#### EXTRAIT:
Une vision du monde inquiétante
En octobre dernier, Marion Maréchal Le Pen a été l’invitée d’une émission diffusée sur Radio Courtoisie (en partenariat avec le site ultra catholique le Salon beige). Dans ce "Libre journal de la Résistance" (sic) la nièce de Marine Le Pen a pu, durant près d’une heure et demie, livrer le fonds de sa pensée politique.
En territoire médiatique ami, les masques tombent, et face à des interviewers complaisants, dans le cadre d’une conversation entre gens du même bord, la députée du Vaucluse s’est alors totalement dévoilée, révélant une pensée politique et une vision du monde pour le moins inquiétante, surtout quand tout indique que ses chances de devenir présidente de la région PACA n’ont jamais été aussi hautes. 40% des intentions de vote au premier tour (sondage Ipsos pour France télévisions) c'est plus qu'inquiétant.
De ce long entretien on a choisi ici de retenir les trois moments les plus politiquement révélateurs. Marion Maréchal Le Pen dans le texte, c’est tout à la fois effrayant et accablant.
Premier temps fort de l’entretien, le mariage civil,
qu’il faudrait démolir. "Pourquoi garder le faux mariage et le PACS ?", commence par demander Grégoire Boucher à Marion Maréchal-Le Pen.

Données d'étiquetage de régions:
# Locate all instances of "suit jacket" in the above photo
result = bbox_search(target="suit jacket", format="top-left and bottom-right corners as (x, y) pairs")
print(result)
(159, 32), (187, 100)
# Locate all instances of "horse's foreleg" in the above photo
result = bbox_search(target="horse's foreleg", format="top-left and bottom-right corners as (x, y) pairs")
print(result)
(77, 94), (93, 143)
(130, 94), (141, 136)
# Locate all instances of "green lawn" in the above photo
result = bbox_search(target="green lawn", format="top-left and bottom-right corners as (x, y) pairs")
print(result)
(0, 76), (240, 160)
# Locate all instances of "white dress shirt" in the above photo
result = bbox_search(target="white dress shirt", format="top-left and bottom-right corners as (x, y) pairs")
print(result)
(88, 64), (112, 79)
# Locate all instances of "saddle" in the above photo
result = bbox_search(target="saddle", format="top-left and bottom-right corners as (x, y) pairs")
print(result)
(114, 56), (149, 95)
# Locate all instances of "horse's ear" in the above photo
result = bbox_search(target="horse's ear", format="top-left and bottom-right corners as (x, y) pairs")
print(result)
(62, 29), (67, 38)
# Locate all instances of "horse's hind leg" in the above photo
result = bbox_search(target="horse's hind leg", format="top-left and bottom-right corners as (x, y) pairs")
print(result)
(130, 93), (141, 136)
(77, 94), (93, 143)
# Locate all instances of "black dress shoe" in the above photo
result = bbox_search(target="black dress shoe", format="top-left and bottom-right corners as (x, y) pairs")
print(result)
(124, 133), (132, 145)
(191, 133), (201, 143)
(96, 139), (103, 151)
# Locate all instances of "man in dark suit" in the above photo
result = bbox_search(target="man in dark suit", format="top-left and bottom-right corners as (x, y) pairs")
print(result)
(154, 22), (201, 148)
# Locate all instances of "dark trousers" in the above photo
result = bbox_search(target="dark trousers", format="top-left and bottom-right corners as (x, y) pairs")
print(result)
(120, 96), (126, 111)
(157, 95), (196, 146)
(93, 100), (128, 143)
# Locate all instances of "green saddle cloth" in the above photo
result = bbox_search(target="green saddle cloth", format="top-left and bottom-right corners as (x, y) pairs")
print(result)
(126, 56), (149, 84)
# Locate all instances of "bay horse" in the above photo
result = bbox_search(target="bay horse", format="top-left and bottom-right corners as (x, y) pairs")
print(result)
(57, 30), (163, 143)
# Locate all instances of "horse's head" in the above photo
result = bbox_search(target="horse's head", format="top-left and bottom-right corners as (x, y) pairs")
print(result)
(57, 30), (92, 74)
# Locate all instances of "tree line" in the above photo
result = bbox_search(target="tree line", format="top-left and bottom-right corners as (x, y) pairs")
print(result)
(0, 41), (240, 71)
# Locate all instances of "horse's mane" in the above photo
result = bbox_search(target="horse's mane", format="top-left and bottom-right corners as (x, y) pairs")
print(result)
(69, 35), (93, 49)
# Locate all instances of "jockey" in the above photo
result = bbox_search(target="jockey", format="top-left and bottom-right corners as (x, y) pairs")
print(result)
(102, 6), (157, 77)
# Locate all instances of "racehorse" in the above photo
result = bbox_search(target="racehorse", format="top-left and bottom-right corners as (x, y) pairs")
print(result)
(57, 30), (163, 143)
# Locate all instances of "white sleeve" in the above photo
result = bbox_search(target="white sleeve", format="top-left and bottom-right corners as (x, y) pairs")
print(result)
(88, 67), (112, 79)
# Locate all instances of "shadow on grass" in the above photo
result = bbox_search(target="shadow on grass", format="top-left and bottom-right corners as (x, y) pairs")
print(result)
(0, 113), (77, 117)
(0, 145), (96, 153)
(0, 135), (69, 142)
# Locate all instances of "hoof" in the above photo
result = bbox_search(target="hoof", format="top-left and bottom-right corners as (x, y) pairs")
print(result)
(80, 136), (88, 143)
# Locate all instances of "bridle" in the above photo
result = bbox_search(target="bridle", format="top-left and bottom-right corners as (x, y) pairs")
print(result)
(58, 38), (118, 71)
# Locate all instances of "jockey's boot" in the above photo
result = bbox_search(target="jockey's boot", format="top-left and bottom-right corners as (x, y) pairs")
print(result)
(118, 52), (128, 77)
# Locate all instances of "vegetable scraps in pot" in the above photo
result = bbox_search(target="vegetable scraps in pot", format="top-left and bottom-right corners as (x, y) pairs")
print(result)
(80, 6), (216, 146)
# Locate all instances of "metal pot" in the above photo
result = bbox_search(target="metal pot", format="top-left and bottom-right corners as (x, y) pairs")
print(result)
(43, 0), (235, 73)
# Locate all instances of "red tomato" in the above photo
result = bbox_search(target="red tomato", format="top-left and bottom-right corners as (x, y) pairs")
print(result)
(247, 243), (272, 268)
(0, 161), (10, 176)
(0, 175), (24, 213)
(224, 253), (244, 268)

#### EXERCICES À TRAITER:
1 - D'après l'extrait sur Marion Maréchal Le Pen, sur quelle radio l'émission dont elle a été l'invitée en octobre a-t-elle été diffusée ?
2 - Indiquez si chacune des affirmations suivantes concorde avec l'extrait sur Marion Maréchal Le Pen, en citant les mots décisifs : (a) l'entretien a duré près d'une heure et demie ; (b) le sondage mentionné a été réalisé par l'Ifop ; (c) Marion Maréchal Le Pen est la fille de Marine Le Pen.
3 - Prolongez l'extrait sur Marion Maréchal Le Pen à partir de l'endroit où il s'arrête.

#### RÉPONSES:
1 - Sur Radio Courtoisie.

2 -
(a) Oui : « durant près d’une heure et demie ».
(b) Non : « sondage Ipsos pour France télévisions ».
(c) Non : « la nièce de Marine Le Pen ».

3 -
Réponse :
"Y a une aberration qui est un héritage de la Révolution française qui fait qu’on est obligé de se marier à la mairie avant de pouvoir se marier religieusement. A quel titre? Je ne sais pas. Je trouve ça scandaleux, après tout on pourrait recevoir un sacrement sans devoir demander l’autorisation à la République française".
Et d’ajouter:
"Je vous signale qu’un certain nombre de musulmans n’ont pas ces complexes sans que la République en soit choquée… Le complexe c’est pas leur truc… En revanche, c’est vrai qu’il y a énormément de mariages musulmans qui sont fêtés et qui ne sont pas passés par la mairie civile en amont sans que la République n’y trouve rien à redire ou s’en donne les moyens… Et peut-être que les catholiques ne devraient plus se laisser faire et réagir afin de forcer le débat à ce sujet-là".
Deuxième temps fort, la suprématie de la religion catholique sur la République et les Droits de l’Homme.
"On a des gens qui iront mourir contre nous pour Allah, a-t-on en face envie de mourir pour la République ou pour la laïcité (noter l’interviewer qui dit 'Pas moi') quand on voit comment ces termes ont été vidés de leur sens ?"...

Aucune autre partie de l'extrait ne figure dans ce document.